* **INPUT DATA**:
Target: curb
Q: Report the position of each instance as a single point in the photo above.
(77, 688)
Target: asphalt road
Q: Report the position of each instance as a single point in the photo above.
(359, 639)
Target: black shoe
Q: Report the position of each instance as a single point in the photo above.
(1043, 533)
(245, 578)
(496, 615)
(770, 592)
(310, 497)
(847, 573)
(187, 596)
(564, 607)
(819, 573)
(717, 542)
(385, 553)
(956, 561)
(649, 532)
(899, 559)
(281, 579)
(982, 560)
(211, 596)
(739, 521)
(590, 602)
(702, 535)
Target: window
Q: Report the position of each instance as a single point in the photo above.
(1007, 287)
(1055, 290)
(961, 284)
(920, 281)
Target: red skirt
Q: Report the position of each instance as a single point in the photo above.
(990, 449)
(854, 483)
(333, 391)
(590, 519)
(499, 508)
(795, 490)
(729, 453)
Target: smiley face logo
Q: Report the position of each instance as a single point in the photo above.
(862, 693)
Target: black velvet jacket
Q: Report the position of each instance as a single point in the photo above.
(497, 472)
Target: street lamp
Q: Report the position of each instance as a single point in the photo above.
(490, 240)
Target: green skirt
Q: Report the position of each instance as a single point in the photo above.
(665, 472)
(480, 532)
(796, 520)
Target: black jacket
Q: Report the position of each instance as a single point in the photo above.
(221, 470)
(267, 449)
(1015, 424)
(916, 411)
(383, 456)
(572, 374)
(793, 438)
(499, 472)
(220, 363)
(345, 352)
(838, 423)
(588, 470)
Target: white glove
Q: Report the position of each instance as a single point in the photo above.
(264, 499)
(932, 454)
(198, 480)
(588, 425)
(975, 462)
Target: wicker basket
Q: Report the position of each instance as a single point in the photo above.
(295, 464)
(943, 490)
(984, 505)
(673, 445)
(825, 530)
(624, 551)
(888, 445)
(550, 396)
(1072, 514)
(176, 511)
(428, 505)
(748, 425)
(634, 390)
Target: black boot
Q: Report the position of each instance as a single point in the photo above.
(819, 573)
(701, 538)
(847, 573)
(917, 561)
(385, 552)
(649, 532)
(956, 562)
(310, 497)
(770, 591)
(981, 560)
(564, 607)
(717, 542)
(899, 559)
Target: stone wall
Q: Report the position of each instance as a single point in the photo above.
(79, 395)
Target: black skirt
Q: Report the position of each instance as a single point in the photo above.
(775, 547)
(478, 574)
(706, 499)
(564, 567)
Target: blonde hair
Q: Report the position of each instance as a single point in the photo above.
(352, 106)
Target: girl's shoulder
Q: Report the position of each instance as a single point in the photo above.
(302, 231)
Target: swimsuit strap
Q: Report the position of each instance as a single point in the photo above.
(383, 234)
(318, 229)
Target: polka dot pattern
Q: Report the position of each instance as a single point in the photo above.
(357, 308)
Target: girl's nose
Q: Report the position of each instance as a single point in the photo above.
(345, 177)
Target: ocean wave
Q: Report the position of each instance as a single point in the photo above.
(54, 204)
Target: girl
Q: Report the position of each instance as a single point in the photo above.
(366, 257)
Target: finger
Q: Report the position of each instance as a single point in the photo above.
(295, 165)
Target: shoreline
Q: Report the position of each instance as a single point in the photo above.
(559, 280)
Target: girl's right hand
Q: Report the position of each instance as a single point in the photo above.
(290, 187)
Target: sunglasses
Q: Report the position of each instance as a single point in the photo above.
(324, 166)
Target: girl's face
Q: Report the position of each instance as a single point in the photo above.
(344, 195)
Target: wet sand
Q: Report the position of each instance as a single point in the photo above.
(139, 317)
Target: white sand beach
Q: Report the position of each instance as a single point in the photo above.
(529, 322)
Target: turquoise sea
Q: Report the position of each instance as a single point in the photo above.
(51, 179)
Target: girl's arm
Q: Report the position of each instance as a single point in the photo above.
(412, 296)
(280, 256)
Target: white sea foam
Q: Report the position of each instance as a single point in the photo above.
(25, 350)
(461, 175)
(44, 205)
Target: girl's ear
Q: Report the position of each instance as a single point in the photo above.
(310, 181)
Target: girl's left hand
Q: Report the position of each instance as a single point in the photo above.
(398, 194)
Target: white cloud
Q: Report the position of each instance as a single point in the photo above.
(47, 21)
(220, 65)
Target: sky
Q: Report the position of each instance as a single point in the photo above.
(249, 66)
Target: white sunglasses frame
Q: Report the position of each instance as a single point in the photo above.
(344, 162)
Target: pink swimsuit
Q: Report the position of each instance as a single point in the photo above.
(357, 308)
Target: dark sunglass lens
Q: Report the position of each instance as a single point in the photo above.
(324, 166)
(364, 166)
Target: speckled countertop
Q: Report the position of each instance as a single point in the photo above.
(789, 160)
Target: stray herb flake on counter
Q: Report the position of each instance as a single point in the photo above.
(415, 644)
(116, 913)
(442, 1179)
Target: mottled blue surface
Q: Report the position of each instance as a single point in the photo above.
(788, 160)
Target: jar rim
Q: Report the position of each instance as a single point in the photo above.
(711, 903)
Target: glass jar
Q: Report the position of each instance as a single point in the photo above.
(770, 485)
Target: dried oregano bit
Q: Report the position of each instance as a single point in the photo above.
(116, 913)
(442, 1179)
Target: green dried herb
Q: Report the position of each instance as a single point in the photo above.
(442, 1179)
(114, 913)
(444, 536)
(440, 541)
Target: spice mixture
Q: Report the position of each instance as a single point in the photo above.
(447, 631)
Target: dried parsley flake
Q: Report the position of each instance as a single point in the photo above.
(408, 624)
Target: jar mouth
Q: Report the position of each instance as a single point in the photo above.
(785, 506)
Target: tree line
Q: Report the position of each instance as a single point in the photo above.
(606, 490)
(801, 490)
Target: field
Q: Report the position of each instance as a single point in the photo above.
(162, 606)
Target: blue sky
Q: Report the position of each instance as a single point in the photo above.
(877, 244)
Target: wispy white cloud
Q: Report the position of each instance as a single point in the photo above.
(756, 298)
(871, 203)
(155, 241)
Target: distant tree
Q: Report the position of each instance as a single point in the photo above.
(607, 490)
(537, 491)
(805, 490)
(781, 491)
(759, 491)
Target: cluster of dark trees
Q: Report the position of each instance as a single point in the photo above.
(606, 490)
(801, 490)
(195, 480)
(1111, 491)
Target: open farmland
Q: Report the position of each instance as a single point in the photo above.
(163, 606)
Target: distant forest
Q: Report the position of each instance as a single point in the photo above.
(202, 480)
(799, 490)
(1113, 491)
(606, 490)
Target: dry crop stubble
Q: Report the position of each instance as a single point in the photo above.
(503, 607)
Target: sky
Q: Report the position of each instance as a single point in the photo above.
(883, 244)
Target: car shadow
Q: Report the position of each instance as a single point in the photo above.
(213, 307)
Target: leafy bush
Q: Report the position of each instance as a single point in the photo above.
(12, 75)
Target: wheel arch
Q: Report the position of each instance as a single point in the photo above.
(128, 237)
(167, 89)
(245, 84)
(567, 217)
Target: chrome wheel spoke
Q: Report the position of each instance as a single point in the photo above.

* **ASSIGNED TASK**: Show all lines from the entries that hold "white".

* **EXERCISE OUTPUT**:
Target: white glove
Target: white sand beach
Target: white sea foam
Target: white cloud
Target: white sunglasses frame
Target: wispy white cloud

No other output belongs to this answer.